--- Your goal ---
Even where a record seems odd, copy it exactly as it appears below.

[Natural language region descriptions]
****

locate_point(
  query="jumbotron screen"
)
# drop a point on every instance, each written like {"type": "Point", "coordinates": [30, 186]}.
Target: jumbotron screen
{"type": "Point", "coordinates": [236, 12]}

****

--- Answer space ---
locate_point(
  query="jumbotron screen"
)
# drop a point on every instance, each written like {"type": "Point", "coordinates": [30, 186]}.
Target: jumbotron screen
{"type": "Point", "coordinates": [236, 12]}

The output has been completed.